§ **DATASET EXCERPTS**:
--------------------------------------------------
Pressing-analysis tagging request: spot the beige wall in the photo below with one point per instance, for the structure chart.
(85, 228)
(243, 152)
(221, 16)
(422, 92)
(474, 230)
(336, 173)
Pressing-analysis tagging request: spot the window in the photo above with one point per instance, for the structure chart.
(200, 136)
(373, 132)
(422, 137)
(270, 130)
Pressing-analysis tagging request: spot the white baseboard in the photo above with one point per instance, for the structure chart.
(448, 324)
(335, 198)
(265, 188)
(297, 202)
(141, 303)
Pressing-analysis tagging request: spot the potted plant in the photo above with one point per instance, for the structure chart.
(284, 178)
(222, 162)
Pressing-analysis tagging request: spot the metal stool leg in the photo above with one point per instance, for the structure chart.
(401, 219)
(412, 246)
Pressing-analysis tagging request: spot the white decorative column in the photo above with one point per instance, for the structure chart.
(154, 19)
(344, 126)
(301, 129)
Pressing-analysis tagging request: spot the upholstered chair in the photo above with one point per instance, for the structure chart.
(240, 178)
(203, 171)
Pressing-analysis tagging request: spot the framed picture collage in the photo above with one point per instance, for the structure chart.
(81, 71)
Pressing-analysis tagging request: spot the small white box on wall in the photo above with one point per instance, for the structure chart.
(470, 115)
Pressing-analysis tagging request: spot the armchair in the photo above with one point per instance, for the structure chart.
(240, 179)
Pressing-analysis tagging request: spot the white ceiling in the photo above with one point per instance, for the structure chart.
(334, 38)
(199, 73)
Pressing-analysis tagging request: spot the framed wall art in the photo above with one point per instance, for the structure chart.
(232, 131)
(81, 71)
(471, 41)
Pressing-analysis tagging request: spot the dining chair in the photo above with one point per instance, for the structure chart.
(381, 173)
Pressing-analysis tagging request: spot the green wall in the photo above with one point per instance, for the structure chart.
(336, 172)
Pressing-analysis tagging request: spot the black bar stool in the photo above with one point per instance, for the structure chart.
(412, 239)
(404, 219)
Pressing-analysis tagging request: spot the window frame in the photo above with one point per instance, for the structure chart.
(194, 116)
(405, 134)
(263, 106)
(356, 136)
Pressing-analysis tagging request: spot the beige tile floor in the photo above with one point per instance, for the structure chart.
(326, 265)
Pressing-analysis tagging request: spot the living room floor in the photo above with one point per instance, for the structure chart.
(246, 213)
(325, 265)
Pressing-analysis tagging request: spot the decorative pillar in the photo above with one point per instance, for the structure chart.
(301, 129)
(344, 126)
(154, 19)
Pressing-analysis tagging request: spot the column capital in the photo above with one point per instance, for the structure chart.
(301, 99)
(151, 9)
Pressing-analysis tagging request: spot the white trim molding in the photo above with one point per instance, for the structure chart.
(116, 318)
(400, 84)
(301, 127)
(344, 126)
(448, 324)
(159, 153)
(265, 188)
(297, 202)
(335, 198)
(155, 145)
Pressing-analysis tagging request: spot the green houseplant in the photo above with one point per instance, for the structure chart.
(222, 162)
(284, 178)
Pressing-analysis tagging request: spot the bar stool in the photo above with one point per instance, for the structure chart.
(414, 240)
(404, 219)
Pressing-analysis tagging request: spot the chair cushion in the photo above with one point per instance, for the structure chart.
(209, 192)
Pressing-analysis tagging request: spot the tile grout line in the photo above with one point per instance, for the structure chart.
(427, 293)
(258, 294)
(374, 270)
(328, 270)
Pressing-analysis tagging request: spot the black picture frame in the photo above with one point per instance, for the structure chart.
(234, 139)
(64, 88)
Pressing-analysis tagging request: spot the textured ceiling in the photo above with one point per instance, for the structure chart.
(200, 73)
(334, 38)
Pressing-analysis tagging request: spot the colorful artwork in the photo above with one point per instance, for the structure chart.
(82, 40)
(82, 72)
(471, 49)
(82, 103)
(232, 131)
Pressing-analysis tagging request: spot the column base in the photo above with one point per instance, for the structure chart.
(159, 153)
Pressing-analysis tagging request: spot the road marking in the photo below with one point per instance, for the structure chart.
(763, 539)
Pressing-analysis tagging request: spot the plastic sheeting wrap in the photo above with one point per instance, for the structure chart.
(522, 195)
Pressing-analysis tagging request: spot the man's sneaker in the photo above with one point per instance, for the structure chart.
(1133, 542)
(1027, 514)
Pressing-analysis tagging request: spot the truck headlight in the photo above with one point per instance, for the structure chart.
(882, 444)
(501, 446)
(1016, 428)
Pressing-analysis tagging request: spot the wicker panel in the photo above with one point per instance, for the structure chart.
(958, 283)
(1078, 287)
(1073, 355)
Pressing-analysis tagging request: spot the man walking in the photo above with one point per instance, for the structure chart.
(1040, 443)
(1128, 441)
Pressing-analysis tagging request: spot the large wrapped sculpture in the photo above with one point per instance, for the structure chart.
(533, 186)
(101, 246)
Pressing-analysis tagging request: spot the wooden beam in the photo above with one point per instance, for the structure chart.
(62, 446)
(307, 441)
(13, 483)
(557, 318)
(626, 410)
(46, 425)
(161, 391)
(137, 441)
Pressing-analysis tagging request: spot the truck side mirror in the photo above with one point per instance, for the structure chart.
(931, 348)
--------------------------------------------------
§ **WHAT IS NEEDED**: Render the whole set of entries again, exactly as given.

§ **RESPONSE TO THE EXERCISE**:
Pressing-analysis tagging request: spot the beige wall in the photo below with one point per instance, for the structure chart.
(85, 228)
(243, 152)
(221, 16)
(422, 92)
(474, 230)
(336, 173)
Pressing-analysis tagging request: spot the window in the photo above with one point per instance, for the structure chart.
(200, 136)
(373, 132)
(422, 137)
(270, 130)
Pressing-analysis tagging request: spot the white baseboard in the photo above with one point per instance, for the structure chart.
(448, 324)
(335, 198)
(265, 188)
(297, 202)
(141, 303)
Pressing-analysis tagging request: spot the potted plant in the photo above with one point per instance, for the structure chart.
(284, 178)
(222, 162)
Pressing-analysis tagging request: spot the metal stool leg in the photo above with one point per instance, for the structure chart.
(401, 219)
(412, 246)
Pressing-analysis tagging request: spot the white decorative column in the photo above with one point per instance, for the structure chart.
(154, 19)
(344, 126)
(301, 129)
Pressing-analysis tagging request: spot the upholstered chair in the photo above with one point per instance, for the structure chart.
(240, 178)
(203, 171)
Pressing-analysis tagging request: spot the framed picture collage in the photo above with one point per instance, for the structure chart.
(81, 71)
Pressing-analysis tagging request: spot the small white box on wall in the photo above with one point per instance, for the structure chart.
(470, 115)
Pressing-analysis tagging request: spot the armchair in the photo above with one point per instance, for the structure chart.
(240, 179)
Pressing-analysis tagging request: spot the white ceiling in the photo above with one point per instance, for the structure chart.
(334, 38)
(199, 73)
Pressing-analysis tagging request: spot the framed wall art in the photo above with one point per instance, for the structure chart.
(232, 131)
(81, 71)
(471, 41)
Pressing-analysis tagging request: spot the dining chair in the photo above with one point per instance, for the structure chart.
(381, 173)
Pressing-analysis tagging request: spot the green wall in the photo above with one point per instance, for the structure chart.
(336, 172)
Pressing-analysis tagging request: spot the black bar stool in the photo above with one point per instance, for the structure chart.
(412, 239)
(404, 219)
Pressing-analysis tagging request: spot the window frame in the photo above with one point per instance, for the structure chart.
(194, 116)
(405, 134)
(263, 106)
(356, 136)
Pressing-analysis tagging request: spot the beige tile floor in the photo above with one point per instance, for the structure chart.
(326, 265)
Pressing-analysis tagging request: spot the living room floor in the photo above with one point per instance, for the structure chart.
(246, 213)
(325, 265)
Pressing-analysis tagging request: spot the decorative pillar in the photo above with one point per instance, for the structure chart.
(301, 129)
(344, 126)
(154, 19)
Pressing-analysis tagging request: spot the column capital in the photo above with one point per instance, for the structure chart.
(301, 99)
(151, 9)
Pressing-analysis tagging request: spot the white trim molding in the photo above with one point per instance, for the structure chart.
(116, 318)
(400, 84)
(301, 127)
(344, 126)
(448, 324)
(159, 153)
(265, 188)
(297, 202)
(335, 198)
(155, 145)
Pressing-analysis tagging request: spot the green houseplant in the photo above with one point per instance, for the structure chart.
(222, 162)
(284, 178)
Pressing-analysis tagging request: spot the bar stool in the photo above with one point per instance, for the structure chart.
(414, 240)
(404, 219)
Pressing-analysis tagging request: spot the chair cushion in the photo above with one point per instance, for the structure chart.
(209, 192)
Pressing-analysis tagging request: spot the tile grout line in the photo above with one point per instance, for the structure chart.
(427, 293)
(258, 294)
(374, 270)
(328, 270)
Pressing-analysis tagging request: spot the black picture frame in the photo above with one point per instance, for the structure chart.
(234, 139)
(64, 88)
Pressing-analysis tagging request: spot the textured ceiling in the photo above with one point per instance, for the structure chart.
(200, 73)
(334, 38)
Pressing-analysis tagging request: spot the colorful artwork in the photo above with one point per instance, for the structure chart.
(82, 40)
(82, 72)
(471, 49)
(82, 103)
(232, 131)
Pressing-analysis tagging request: spot the column base in the photo above with one point per instance, for the structure chart.
(159, 153)
Pressing-analysis tagging request: spot the road marking in the photo below with one point per instance, for the structure chart.
(763, 539)
Pressing-analysis tagging request: spot the plastic sheeting wrap in the photo above with one point per instance, for the structure chart.
(522, 195)
Pressing-analysis tagging request: spot the man's sneaker in the photo above with one point per instance, for the structure chart.
(1133, 542)
(1027, 514)
Pressing-analysis tagging request: spot the truck headlight in the photo above with one point per instance, for the structure chart.
(882, 444)
(501, 446)
(1016, 428)
Pressing-analysis tagging request: spot the wicker panel in the photo above with one point per instance, for the structure chart.
(958, 283)
(1078, 287)
(1073, 355)
Pressing-analysis tagging request: spot the man walking in the photo above with one point per instance, for the structure chart.
(1040, 443)
(1128, 441)
Pressing-analysis tagging request: spot the large wrapped sculpture in the photo above with one point per instance, for the structure chart.
(533, 186)
(101, 246)
Pressing-analysis tagging request: spot the wooden beam in the photo above with one point per instance, for the structure chart.
(62, 446)
(307, 441)
(13, 483)
(557, 318)
(626, 410)
(46, 425)
(161, 391)
(137, 441)
Pressing-analysis tagging request: spot the truck side mirror in the photo above with one point per instance, for the structure chart.
(931, 348)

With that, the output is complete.